### What to do
Take the material below and reproduce, word for word, only the lines from the line with "Reviewer note. Confirm that each instance of the man's jeans" through the line with "Reviewer note. Confirm that each instance of the man's hand".
■ ■ ■ ■
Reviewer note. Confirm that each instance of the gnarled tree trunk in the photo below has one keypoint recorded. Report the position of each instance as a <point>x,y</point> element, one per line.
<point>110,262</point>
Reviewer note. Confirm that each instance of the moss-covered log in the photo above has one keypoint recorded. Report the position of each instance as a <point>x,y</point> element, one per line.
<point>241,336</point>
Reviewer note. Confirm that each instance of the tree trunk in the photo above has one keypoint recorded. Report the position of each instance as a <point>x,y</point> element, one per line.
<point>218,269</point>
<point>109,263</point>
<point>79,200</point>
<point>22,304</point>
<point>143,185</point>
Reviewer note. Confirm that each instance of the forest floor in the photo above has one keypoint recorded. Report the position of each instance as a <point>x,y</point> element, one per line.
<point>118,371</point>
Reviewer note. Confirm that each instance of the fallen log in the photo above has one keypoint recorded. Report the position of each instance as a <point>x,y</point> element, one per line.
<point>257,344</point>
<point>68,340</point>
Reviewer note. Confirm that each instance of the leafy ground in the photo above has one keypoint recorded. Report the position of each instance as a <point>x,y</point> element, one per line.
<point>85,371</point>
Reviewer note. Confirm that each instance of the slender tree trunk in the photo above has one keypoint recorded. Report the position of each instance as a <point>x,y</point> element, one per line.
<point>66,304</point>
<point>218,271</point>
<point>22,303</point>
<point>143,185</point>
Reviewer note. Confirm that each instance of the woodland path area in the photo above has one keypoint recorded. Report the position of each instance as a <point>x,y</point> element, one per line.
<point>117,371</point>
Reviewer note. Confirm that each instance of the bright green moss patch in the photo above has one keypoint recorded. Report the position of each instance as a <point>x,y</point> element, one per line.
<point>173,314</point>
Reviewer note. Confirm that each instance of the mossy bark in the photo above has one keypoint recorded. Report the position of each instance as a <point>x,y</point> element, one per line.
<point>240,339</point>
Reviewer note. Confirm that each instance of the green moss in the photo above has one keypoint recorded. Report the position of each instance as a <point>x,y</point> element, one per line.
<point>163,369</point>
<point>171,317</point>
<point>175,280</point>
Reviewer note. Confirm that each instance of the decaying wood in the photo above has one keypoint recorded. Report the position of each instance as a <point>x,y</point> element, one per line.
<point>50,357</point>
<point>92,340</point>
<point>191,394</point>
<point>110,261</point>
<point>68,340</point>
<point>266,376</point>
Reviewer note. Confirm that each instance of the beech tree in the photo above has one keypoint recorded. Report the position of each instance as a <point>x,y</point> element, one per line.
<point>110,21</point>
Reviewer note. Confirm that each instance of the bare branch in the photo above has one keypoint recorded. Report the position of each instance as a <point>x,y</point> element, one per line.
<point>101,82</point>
■ ■ ■ ■
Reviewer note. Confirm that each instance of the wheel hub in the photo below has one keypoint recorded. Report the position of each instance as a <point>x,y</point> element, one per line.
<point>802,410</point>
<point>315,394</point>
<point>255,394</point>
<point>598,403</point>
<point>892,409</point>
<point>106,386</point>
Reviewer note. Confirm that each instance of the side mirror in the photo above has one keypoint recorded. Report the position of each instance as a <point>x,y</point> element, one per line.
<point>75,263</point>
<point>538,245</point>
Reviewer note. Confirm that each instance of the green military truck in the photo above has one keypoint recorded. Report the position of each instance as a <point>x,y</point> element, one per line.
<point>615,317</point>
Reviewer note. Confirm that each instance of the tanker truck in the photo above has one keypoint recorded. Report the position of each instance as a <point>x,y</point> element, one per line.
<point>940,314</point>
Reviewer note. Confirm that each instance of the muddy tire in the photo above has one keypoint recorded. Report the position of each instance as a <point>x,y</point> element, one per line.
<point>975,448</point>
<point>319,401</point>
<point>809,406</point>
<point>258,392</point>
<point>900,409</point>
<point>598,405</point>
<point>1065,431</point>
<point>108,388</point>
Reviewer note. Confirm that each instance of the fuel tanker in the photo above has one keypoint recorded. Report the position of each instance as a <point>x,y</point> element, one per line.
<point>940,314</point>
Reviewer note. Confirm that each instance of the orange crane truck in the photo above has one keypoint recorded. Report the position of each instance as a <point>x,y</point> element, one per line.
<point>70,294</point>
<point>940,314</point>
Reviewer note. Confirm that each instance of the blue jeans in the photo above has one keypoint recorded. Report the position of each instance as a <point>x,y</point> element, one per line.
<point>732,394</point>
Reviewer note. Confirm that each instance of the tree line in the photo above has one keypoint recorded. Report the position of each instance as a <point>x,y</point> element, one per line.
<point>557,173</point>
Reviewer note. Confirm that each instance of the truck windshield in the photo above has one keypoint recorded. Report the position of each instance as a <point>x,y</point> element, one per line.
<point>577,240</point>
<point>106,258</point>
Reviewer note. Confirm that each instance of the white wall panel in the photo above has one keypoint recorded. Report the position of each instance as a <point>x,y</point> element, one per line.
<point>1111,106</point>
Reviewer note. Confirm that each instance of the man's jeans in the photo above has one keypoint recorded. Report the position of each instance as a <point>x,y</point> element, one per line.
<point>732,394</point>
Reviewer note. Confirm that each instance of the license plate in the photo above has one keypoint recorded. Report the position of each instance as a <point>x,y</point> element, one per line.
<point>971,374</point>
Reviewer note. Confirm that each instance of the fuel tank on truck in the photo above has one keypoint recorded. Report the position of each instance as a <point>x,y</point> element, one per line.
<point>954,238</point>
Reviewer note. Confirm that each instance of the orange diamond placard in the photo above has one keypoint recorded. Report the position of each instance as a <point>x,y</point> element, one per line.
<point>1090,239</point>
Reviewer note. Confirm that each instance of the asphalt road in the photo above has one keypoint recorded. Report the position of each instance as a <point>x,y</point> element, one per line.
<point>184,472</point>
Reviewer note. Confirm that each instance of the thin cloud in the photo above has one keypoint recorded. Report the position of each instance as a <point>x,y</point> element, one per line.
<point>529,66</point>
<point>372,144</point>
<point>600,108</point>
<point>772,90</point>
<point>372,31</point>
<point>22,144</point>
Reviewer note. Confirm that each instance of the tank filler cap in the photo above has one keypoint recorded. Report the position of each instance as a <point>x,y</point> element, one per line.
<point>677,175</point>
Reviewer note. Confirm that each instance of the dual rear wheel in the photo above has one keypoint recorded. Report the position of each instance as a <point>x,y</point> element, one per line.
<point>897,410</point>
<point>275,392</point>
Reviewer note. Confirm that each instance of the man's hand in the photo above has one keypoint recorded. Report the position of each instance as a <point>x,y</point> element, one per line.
■ ■ ■ ■
### The completed task
Reviewer note. Confirm that each instance of the man's jeans in the photo above has one keypoint recorded. Report the position of each instance as a <point>x,y</point> element, one per line.
<point>732,394</point>
Reviewer note. Confirm that each instance of the license plate in the photo above has one keypoint recorded. Report the position of each instance as a <point>x,y</point> element, one per line.
<point>971,374</point>
Reviewer note. Confirm that each instance of the fuel tank on truck in the photo above has one keypoint recorded. Report the position of each instance as a <point>x,y</point> element, one per line.
<point>954,238</point>
Reviewer note. Confirm that each instance of the orange diamond placard in the photo above has one keypoint recorded. Report the position of each instance as a <point>x,y</point> element, one per line.
<point>1090,239</point>
Reviewer note. Confirm that each instance of the asphalt road in the photo above has one keypoint recorded. Report the position of each instance as a <point>x,y</point> element, one per line.
<point>184,472</point>
Reviewer note. Confirm that each instance of the thin cloud in the photo above has one keypoint recorded. Report the position of each instance as a <point>x,y</point> element, one per line.
<point>529,66</point>
<point>372,144</point>
<point>600,108</point>
<point>772,90</point>
<point>372,31</point>
<point>22,144</point>
Reviewer note. Confirm that each instance of the tank filler cap in the photo above has one keypoint recorded. Report the position of each instance as a <point>x,y</point> element, one per line.
<point>677,175</point>
Reviewer note. Confirm that each instance of the dual rear wheel in the photo above has one keypoint recorded. Report the position of each instance as a <point>x,y</point> element, one per line.
<point>897,410</point>
<point>275,392</point>
Reviewer note. Confirm that each instance of the man's hand in the photo above has one keypoint recorded. Report the position of each instance as a <point>x,y</point> element, one per line.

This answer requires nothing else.